**What is expected:** Format the records below as a two-column CSV with the header columns "entry" and "answer". Start at the line containing "locate: shingle roof" and go through the end of the records. Give one row per record, putting its text and its answer each in a single quoted field with line breaks replaced by spaces.

Entries drawn from a collection
◆ ◆ ◆ ◆
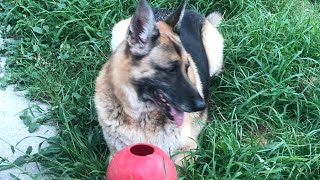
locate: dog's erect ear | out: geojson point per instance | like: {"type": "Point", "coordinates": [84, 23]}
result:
{"type": "Point", "coordinates": [142, 30]}
{"type": "Point", "coordinates": [174, 20]}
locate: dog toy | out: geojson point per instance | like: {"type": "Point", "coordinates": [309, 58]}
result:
{"type": "Point", "coordinates": [141, 162]}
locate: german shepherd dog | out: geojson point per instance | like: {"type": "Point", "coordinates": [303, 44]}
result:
{"type": "Point", "coordinates": [154, 87]}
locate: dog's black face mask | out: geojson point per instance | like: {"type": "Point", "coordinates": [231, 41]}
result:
{"type": "Point", "coordinates": [160, 71]}
{"type": "Point", "coordinates": [172, 92]}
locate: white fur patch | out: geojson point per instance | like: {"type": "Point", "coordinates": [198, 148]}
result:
{"type": "Point", "coordinates": [119, 33]}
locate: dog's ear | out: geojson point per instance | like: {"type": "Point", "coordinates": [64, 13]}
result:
{"type": "Point", "coordinates": [175, 19]}
{"type": "Point", "coordinates": [142, 30]}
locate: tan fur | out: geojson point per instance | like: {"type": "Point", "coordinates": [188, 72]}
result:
{"type": "Point", "coordinates": [125, 119]}
{"type": "Point", "coordinates": [213, 43]}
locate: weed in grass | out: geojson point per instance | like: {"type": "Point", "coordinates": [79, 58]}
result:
{"type": "Point", "coordinates": [264, 107]}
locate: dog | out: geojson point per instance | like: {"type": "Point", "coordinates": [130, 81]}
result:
{"type": "Point", "coordinates": [154, 88]}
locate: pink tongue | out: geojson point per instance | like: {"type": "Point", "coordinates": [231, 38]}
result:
{"type": "Point", "coordinates": [177, 115]}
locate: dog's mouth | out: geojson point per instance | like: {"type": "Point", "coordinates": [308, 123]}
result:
{"type": "Point", "coordinates": [171, 111]}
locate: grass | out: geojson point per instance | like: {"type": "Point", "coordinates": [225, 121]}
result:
{"type": "Point", "coordinates": [264, 107]}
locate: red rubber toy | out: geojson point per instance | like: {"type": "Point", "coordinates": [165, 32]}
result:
{"type": "Point", "coordinates": [141, 162]}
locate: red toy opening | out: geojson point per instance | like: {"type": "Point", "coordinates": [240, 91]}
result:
{"type": "Point", "coordinates": [141, 150]}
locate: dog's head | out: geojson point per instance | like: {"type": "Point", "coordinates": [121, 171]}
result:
{"type": "Point", "coordinates": [159, 68]}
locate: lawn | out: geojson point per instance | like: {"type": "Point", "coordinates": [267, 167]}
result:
{"type": "Point", "coordinates": [264, 107]}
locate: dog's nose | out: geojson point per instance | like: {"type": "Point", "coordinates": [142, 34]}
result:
{"type": "Point", "coordinates": [200, 104]}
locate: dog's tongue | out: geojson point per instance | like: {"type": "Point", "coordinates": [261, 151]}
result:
{"type": "Point", "coordinates": [177, 115]}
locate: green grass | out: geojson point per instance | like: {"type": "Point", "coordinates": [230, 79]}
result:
{"type": "Point", "coordinates": [264, 107]}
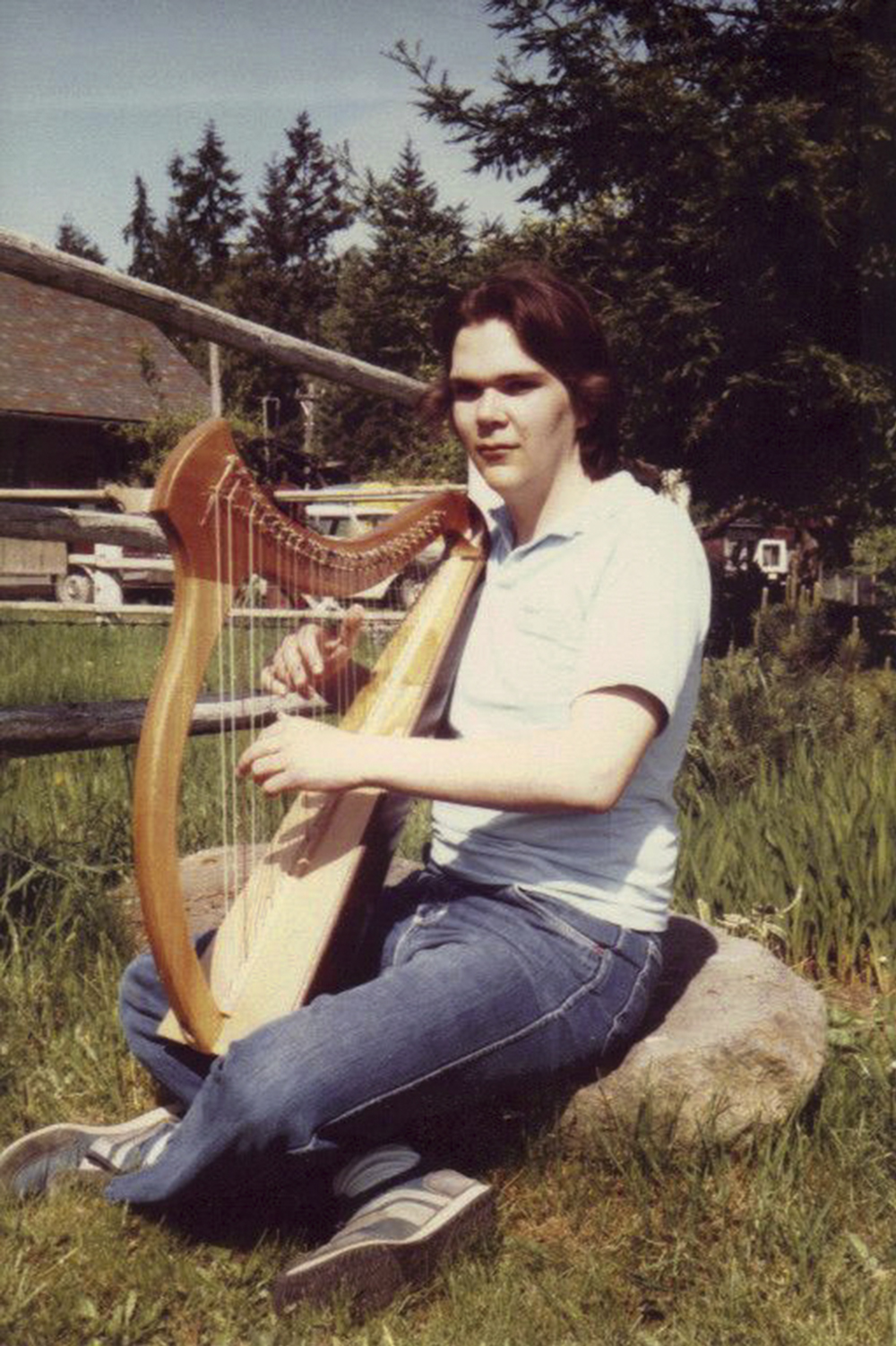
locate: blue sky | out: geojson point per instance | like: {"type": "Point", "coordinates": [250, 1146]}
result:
{"type": "Point", "coordinates": [93, 91]}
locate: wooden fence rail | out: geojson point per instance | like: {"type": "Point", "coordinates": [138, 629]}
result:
{"type": "Point", "coordinates": [34, 729]}
{"type": "Point", "coordinates": [48, 267]}
{"type": "Point", "coordinates": [56, 522]}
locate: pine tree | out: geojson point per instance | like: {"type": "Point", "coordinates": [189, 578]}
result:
{"type": "Point", "coordinates": [723, 174]}
{"type": "Point", "coordinates": [385, 303]}
{"type": "Point", "coordinates": [284, 276]}
{"type": "Point", "coordinates": [142, 232]}
{"type": "Point", "coordinates": [74, 241]}
{"type": "Point", "coordinates": [206, 211]}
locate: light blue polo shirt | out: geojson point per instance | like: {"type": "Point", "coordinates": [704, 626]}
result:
{"type": "Point", "coordinates": [617, 592]}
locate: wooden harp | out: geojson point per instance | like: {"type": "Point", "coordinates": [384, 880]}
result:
{"type": "Point", "coordinates": [222, 531]}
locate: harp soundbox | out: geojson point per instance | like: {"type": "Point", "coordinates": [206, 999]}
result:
{"type": "Point", "coordinates": [275, 946]}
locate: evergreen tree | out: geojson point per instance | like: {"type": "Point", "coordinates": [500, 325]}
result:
{"type": "Point", "coordinates": [74, 241]}
{"type": "Point", "coordinates": [206, 211]}
{"type": "Point", "coordinates": [723, 174]}
{"type": "Point", "coordinates": [284, 278]}
{"type": "Point", "coordinates": [383, 310]}
{"type": "Point", "coordinates": [142, 232]}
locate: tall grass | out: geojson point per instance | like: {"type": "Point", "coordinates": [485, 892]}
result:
{"type": "Point", "coordinates": [790, 1240]}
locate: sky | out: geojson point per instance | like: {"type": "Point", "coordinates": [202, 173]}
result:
{"type": "Point", "coordinates": [94, 91]}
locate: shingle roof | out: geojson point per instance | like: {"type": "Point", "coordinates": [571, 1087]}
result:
{"type": "Point", "coordinates": [65, 356]}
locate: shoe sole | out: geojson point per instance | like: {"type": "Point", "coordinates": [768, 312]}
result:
{"type": "Point", "coordinates": [22, 1151]}
{"type": "Point", "coordinates": [373, 1273]}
◆ ◆ ◆ ◆
**Task answer:**
entry,answer
"locate: shingle roof | out: geojson point per instance | like: {""type"": ""Point"", ""coordinates"": [571, 1087]} result:","{""type"": ""Point"", ""coordinates"": [65, 356]}"
"locate: shoe sole | out: geojson point per instance | like: {""type"": ""Point"", ""coordinates"": [768, 312]} result:","{""type"": ""Point"", ""coordinates"": [22, 1151]} {""type"": ""Point"", ""coordinates"": [373, 1273]}"